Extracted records

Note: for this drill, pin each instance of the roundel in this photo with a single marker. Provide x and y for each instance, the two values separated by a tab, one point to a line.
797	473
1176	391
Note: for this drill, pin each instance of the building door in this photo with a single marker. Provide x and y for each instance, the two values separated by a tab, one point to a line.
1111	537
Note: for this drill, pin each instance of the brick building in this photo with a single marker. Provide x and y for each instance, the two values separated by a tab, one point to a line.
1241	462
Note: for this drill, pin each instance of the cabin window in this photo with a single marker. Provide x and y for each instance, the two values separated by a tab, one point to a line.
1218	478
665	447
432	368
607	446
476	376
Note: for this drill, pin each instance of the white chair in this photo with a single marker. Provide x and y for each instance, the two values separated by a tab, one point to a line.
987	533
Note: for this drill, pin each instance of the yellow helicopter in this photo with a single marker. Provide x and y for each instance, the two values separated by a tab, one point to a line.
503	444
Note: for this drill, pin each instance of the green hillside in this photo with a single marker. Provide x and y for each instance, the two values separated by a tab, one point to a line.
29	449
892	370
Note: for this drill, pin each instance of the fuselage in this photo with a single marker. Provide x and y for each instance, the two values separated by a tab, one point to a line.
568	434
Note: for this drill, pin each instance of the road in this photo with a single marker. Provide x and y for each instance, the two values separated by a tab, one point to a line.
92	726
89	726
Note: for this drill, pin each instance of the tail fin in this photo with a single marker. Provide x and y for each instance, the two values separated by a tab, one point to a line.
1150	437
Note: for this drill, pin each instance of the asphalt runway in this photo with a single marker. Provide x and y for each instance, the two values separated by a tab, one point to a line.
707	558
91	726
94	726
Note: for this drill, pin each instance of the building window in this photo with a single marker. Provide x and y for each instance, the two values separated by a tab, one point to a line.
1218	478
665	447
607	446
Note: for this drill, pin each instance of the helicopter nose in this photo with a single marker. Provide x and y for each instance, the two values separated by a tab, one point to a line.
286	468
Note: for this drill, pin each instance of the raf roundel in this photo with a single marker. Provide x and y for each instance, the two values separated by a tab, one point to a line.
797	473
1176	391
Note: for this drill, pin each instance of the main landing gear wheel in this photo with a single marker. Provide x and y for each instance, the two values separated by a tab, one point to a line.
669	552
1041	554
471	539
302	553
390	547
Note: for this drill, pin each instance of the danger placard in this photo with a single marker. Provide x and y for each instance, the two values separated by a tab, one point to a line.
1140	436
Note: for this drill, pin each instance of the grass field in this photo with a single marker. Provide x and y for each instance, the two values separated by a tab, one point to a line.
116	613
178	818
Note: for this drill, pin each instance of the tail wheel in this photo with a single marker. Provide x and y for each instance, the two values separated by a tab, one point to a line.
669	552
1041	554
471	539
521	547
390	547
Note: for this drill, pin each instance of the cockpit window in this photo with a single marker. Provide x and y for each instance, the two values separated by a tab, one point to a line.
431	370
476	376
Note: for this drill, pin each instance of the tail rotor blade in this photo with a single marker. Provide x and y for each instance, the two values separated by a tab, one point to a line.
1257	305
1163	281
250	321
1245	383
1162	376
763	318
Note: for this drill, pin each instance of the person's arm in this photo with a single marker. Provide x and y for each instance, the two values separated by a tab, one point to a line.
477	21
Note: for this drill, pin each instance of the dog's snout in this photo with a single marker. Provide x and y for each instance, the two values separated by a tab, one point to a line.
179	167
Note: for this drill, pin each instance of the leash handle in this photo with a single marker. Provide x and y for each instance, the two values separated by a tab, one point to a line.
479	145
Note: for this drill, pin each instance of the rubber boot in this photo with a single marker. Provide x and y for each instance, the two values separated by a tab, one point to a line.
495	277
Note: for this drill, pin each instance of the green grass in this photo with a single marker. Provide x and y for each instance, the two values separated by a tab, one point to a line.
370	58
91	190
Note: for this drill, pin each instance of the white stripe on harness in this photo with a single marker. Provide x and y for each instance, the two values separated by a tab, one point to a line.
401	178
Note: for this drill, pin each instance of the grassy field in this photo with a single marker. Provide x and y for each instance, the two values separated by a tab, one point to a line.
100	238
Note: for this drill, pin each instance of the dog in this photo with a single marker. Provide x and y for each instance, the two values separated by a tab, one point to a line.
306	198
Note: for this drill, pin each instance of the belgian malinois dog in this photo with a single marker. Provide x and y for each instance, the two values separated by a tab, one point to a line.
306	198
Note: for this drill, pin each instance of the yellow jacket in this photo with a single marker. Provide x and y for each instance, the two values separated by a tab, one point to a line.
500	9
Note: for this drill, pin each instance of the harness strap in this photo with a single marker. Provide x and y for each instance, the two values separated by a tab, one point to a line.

### Task prompt
Could you print the lines of the records above from the one containing "Note: for this drill, pin each instance of the belgian" through the last, exactly and with no additions?

### Solution
Note: for this drill, pin each instance of the belgian malinois dog in this photo with a single marker. Provide x and y for each instance, the two values separated by a tab, one point to a line.
306	198
Note: for this drill, pin each instance of the yellow jacket in this photo with a single marker. Provide x and y for each instance, the two values separated by a tab, one point to a line.
500	9
Note: for this drill, pin each instance of the harness strap in this photo with a single marker. Provide x and y for each instance, the two values separated by a tab, one point to a line.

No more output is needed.